--- Data extract ---

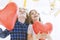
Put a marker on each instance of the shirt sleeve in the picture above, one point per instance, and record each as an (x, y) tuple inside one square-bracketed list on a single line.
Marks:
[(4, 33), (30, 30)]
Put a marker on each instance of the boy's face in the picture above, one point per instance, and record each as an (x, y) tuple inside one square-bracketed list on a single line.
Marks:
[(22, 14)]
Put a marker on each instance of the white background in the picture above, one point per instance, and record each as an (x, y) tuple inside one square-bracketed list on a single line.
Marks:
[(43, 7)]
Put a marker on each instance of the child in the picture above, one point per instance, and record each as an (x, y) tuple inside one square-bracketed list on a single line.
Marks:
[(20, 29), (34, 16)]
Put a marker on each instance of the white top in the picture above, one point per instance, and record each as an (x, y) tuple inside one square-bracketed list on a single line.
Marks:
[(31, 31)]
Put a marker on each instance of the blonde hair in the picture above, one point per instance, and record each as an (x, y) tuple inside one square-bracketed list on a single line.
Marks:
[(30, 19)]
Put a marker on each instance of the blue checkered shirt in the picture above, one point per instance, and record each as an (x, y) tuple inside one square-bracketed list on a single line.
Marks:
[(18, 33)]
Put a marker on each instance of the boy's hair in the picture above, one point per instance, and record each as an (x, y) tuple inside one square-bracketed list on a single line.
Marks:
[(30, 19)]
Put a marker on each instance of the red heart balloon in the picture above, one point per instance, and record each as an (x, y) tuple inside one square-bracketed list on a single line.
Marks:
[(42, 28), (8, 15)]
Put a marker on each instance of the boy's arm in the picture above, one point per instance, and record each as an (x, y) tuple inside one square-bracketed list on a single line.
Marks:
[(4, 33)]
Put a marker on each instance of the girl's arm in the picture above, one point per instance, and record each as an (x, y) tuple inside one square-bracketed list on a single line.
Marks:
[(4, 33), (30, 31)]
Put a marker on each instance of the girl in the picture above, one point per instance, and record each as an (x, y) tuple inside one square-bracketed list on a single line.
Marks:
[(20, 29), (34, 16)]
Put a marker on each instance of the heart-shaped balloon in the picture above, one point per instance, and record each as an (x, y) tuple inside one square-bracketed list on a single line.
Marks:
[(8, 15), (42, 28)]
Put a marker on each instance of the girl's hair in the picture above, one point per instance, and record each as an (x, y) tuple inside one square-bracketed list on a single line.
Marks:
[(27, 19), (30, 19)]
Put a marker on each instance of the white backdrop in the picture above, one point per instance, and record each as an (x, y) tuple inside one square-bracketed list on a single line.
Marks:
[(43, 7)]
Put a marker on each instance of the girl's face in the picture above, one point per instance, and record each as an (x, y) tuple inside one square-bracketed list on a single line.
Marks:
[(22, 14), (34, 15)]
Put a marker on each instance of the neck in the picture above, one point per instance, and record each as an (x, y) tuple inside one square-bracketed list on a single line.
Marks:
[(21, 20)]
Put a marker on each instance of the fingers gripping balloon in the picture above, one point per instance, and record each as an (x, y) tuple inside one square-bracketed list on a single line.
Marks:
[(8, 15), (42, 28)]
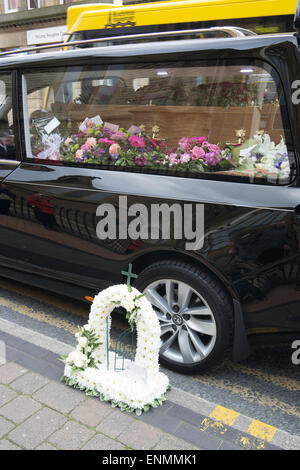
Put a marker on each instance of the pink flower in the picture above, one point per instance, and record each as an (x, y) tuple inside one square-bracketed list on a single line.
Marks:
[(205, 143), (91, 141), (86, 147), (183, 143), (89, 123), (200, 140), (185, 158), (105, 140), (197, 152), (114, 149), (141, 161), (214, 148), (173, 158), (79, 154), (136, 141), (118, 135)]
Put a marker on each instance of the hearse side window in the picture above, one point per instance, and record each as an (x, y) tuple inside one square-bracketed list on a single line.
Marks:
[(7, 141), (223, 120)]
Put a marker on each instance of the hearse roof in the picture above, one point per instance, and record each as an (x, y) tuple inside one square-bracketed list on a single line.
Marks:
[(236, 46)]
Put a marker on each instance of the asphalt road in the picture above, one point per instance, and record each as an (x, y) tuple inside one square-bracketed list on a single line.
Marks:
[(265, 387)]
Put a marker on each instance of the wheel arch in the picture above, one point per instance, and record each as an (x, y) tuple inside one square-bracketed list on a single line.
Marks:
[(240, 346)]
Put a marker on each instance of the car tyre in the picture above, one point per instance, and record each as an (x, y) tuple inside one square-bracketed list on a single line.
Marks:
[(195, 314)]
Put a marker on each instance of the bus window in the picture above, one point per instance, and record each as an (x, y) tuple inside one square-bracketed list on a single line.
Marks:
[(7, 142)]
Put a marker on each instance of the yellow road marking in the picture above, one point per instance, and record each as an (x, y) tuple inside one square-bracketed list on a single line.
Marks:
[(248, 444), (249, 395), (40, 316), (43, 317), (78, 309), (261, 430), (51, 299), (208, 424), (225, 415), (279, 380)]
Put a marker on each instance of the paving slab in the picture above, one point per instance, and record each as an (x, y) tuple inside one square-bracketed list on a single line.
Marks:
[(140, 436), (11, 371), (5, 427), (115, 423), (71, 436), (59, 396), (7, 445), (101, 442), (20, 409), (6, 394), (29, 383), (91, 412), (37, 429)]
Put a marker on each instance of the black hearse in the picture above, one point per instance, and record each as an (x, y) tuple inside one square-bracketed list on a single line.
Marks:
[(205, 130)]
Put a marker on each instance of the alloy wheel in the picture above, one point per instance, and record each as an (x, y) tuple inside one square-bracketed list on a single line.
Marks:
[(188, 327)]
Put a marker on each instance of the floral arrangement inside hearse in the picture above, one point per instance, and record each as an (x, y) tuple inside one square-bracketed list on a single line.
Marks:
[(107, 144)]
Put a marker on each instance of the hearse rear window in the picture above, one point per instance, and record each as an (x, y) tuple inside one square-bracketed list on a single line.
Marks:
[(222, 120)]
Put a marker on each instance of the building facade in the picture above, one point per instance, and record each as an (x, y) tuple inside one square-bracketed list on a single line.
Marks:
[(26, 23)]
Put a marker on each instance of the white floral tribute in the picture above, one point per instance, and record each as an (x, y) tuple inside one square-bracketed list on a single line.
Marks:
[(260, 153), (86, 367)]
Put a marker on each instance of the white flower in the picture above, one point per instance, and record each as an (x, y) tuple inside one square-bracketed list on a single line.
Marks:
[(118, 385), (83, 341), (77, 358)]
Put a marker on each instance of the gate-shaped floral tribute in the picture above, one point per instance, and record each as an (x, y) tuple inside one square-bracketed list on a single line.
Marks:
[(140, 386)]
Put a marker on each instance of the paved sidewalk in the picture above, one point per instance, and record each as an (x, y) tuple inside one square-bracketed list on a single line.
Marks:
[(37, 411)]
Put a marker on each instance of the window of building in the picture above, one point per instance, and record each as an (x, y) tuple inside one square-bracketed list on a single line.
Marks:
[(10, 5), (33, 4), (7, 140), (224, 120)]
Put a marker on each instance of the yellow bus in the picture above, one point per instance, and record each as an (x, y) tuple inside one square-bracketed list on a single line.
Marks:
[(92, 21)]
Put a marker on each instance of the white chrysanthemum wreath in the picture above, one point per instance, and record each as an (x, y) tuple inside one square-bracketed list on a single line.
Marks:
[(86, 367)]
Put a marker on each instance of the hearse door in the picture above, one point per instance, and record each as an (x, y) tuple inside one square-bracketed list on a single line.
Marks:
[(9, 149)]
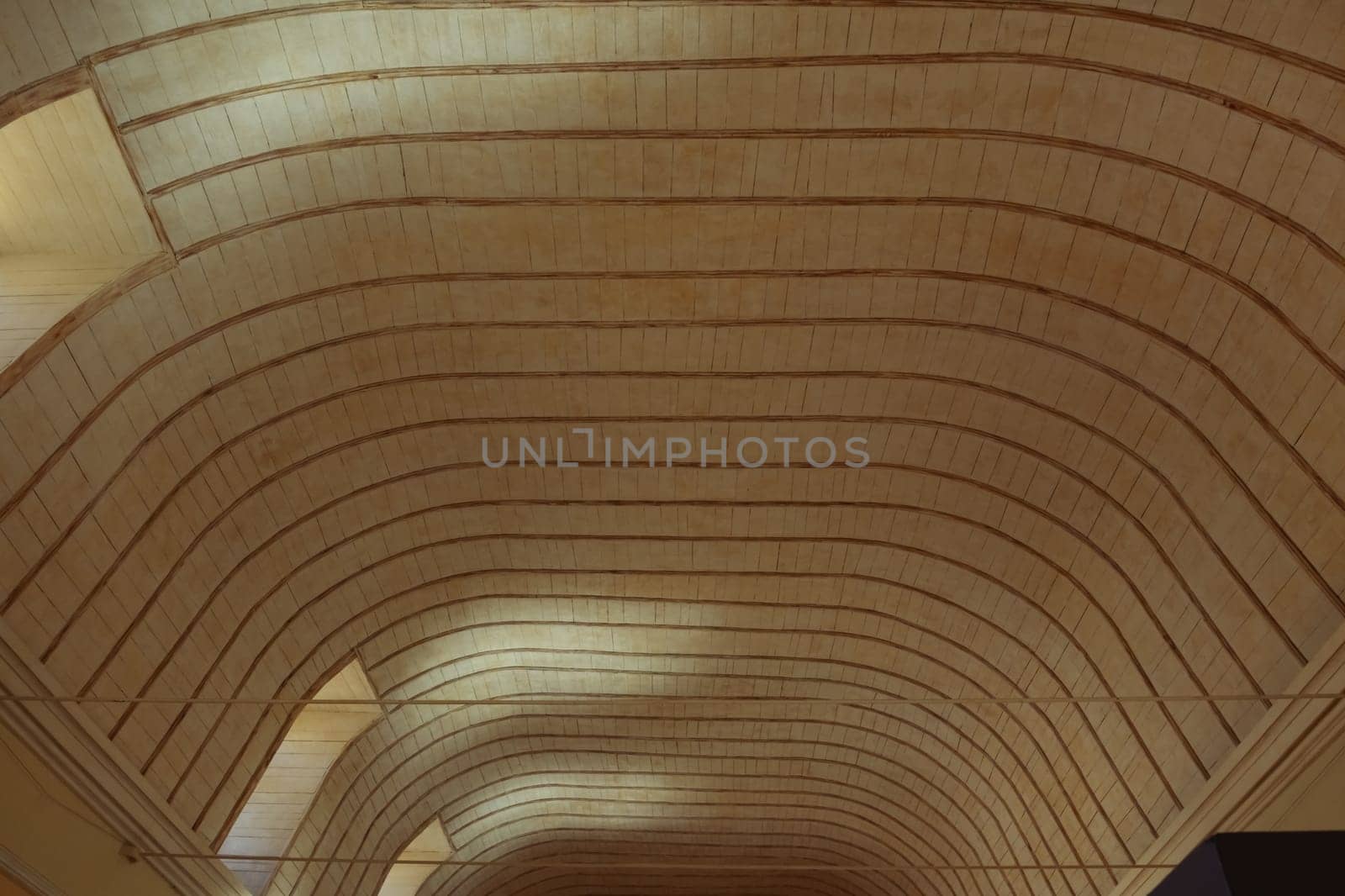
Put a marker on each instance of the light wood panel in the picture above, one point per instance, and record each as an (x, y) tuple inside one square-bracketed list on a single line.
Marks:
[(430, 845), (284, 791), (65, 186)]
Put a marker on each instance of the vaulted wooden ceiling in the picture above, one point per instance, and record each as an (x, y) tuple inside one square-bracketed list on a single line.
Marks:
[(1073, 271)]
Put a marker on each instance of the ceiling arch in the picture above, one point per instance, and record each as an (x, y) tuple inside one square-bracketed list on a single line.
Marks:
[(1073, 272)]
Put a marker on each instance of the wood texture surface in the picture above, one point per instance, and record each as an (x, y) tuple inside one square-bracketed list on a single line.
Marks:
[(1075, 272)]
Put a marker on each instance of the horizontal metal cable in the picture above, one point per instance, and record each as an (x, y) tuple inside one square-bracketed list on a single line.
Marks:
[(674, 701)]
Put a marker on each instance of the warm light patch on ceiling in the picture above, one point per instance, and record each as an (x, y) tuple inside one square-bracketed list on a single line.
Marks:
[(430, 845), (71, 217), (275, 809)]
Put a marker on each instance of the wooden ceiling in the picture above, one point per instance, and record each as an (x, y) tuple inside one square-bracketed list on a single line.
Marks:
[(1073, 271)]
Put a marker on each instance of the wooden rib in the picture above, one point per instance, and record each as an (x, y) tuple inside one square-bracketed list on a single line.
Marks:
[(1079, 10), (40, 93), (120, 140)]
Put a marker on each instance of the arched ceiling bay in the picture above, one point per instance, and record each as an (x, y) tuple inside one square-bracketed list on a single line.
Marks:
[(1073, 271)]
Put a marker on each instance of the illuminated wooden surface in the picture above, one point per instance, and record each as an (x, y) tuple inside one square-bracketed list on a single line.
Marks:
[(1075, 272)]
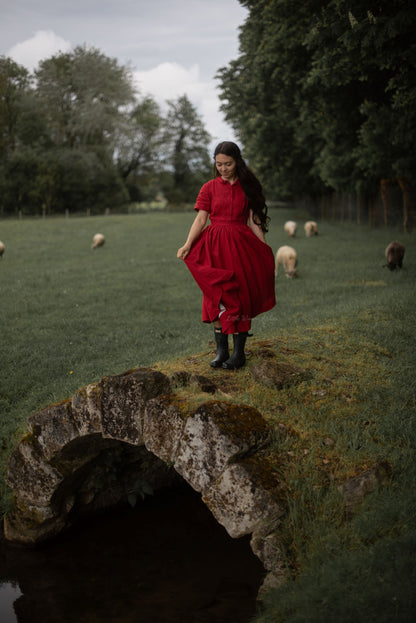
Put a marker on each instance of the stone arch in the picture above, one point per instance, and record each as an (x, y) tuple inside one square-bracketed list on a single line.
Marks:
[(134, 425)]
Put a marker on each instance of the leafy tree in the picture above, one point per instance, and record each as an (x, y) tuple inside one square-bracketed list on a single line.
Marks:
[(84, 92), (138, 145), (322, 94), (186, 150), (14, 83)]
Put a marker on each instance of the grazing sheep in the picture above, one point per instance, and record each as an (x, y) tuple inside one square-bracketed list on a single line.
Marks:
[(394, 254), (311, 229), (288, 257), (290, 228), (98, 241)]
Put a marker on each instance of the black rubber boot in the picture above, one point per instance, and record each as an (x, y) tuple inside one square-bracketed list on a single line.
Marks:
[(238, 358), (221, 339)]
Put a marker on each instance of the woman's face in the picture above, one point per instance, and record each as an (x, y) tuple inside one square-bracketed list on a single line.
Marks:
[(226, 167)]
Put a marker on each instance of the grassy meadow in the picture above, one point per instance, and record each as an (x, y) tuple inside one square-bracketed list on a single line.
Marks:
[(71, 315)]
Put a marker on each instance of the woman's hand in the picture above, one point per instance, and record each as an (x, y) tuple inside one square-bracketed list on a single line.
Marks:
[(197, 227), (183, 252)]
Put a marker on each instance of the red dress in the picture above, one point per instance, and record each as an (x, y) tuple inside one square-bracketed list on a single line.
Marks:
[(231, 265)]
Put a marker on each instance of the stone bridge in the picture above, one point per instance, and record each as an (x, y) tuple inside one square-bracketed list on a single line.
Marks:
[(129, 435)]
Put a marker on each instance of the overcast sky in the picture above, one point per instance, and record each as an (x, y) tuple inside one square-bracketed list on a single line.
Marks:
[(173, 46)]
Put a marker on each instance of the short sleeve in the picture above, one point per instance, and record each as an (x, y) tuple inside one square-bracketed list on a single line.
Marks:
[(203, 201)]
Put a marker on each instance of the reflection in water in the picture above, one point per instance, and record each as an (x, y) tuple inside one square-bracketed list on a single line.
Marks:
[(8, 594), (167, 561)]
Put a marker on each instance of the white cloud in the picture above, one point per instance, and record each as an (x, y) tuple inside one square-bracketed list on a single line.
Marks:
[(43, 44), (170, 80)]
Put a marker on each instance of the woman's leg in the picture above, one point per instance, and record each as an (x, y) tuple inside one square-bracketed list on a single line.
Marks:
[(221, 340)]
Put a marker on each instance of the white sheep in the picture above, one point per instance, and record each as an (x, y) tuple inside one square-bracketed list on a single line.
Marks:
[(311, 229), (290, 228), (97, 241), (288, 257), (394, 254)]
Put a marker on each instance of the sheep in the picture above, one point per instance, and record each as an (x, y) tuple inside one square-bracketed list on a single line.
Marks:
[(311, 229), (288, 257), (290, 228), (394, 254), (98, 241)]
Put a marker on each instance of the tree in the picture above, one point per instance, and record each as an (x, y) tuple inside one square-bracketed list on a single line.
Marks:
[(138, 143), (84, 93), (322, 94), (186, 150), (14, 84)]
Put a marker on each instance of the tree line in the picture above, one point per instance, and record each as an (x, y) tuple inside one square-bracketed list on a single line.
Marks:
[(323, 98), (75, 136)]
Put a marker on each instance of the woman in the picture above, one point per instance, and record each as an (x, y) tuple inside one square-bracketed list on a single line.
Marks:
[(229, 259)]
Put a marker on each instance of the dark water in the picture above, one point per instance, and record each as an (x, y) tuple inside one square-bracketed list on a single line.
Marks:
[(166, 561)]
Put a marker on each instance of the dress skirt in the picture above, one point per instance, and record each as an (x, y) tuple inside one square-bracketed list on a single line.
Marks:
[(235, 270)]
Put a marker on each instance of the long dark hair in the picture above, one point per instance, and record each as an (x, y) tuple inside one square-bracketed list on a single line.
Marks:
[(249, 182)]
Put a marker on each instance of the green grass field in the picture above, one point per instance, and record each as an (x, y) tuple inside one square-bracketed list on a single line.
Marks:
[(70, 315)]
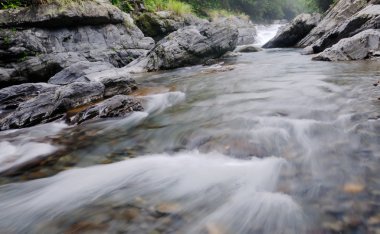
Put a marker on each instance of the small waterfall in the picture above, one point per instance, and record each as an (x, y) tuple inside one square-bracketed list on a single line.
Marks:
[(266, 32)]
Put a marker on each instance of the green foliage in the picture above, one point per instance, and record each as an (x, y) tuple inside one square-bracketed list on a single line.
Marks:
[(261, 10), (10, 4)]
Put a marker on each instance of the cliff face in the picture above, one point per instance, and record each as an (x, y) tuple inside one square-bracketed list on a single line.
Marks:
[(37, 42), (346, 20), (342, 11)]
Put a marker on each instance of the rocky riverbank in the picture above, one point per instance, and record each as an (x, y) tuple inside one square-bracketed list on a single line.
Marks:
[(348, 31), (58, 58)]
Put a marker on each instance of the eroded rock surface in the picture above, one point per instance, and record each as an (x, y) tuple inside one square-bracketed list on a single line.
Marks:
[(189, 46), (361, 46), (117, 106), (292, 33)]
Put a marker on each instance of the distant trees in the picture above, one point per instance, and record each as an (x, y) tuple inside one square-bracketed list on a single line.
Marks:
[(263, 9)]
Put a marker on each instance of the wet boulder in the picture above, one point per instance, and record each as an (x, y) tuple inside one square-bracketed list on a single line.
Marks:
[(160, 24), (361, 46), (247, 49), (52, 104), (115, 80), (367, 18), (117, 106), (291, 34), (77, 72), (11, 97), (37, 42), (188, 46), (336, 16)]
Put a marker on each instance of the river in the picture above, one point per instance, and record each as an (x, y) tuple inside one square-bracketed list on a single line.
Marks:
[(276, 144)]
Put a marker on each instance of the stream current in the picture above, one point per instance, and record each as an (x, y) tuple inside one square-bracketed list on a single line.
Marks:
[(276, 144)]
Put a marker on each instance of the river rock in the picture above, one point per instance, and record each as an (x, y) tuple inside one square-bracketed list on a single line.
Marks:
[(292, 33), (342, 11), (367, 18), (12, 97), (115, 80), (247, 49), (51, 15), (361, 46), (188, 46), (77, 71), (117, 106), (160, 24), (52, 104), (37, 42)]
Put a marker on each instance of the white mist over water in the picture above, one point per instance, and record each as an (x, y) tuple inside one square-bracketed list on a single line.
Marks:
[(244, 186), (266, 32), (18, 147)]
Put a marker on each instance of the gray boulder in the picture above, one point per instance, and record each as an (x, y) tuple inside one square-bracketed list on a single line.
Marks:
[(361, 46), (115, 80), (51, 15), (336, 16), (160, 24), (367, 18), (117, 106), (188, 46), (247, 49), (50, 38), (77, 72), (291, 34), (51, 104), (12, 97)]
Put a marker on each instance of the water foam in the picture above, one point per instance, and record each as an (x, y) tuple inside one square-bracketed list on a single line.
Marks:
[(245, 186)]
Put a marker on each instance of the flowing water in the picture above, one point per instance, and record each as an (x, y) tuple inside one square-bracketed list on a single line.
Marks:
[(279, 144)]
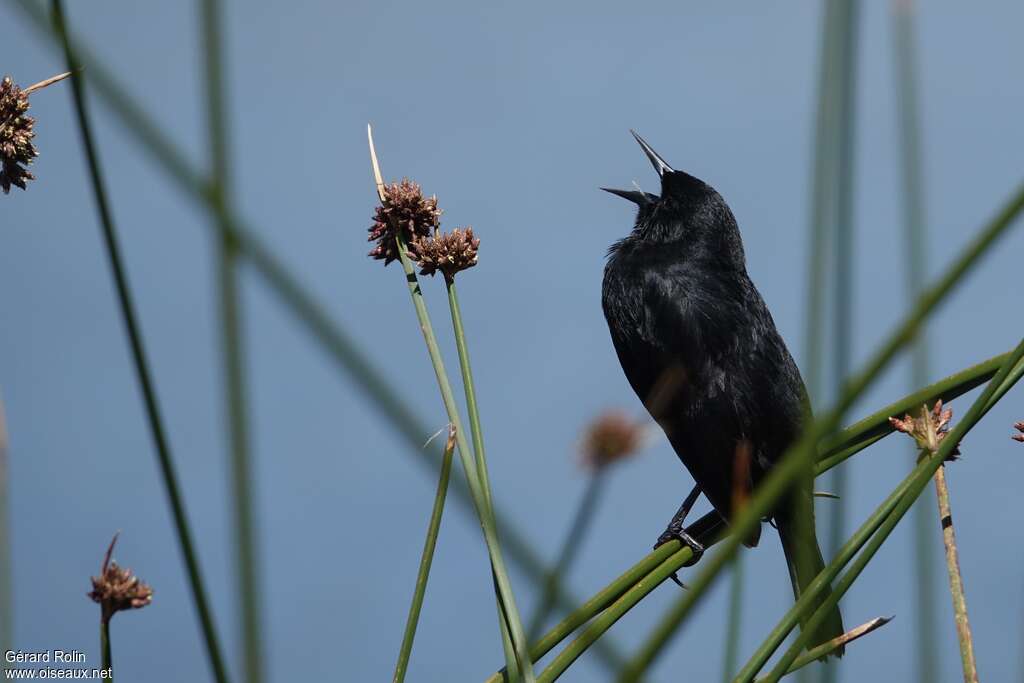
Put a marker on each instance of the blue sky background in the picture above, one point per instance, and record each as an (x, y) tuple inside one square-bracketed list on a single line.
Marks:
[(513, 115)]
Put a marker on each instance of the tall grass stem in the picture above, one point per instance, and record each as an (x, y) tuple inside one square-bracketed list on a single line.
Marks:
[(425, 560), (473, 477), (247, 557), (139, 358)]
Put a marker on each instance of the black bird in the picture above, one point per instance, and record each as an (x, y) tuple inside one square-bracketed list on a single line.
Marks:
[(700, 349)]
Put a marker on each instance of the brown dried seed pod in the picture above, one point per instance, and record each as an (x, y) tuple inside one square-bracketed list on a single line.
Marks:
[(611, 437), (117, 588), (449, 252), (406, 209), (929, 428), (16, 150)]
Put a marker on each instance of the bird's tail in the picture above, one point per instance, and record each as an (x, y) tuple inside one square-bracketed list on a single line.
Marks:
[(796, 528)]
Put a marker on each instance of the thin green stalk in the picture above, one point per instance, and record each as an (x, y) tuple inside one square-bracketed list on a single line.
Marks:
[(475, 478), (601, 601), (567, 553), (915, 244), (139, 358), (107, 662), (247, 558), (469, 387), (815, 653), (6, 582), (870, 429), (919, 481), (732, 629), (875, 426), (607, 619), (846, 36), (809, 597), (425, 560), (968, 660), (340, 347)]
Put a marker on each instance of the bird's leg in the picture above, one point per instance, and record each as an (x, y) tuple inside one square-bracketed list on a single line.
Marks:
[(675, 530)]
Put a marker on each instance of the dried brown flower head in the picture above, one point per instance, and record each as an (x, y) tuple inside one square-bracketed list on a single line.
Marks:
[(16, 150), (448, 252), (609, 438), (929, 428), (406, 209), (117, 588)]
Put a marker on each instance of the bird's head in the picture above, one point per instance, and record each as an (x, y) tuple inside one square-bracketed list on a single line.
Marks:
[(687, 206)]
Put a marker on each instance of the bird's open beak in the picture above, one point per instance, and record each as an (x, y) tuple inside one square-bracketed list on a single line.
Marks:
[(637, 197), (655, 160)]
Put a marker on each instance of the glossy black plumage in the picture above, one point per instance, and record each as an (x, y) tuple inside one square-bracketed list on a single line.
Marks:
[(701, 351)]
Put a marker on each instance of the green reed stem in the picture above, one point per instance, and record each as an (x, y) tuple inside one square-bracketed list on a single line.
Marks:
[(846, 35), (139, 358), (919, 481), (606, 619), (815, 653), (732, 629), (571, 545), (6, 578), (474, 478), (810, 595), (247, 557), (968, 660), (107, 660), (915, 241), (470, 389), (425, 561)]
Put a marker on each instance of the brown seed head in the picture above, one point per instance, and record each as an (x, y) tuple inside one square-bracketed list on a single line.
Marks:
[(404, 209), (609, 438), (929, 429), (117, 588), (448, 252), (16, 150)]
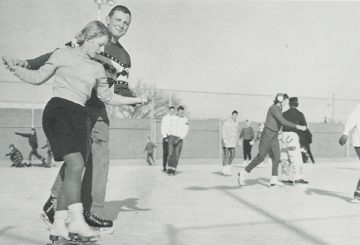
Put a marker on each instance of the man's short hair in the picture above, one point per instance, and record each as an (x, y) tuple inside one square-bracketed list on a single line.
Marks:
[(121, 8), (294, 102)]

---

Description of the task> Please write out the stretch of entries from the line containing "Put a marker on each instance of the black bird" through the line containing "[(796, 528)]", requests included. Multiply every coordinate in the answers by 1.3 and round to whole numbers, rounding halves up; leave the requests as they are and give only these lines.

Response to the exercise>
Put a marker on each instance of the black bird in the picture above, one point per instance, and record each as an (x, y) tuple inside one square-bracketed list on a single line.
Marks:
[(910, 454)]
Put a marker on each instance of the brown dried seed pod in the picture above, one point per instance, and record each as an (x, y) tuple inside one square-bracketed list on a single line.
Marks:
[(794, 568), (152, 764), (584, 328), (528, 272), (1208, 556), (21, 195)]
Put a marker on each instance of the bird's tail in the picture above, one point per instance, and record each as an (x, y) tuple inside one square-bracketed list on a single line.
Marks:
[(1035, 686)]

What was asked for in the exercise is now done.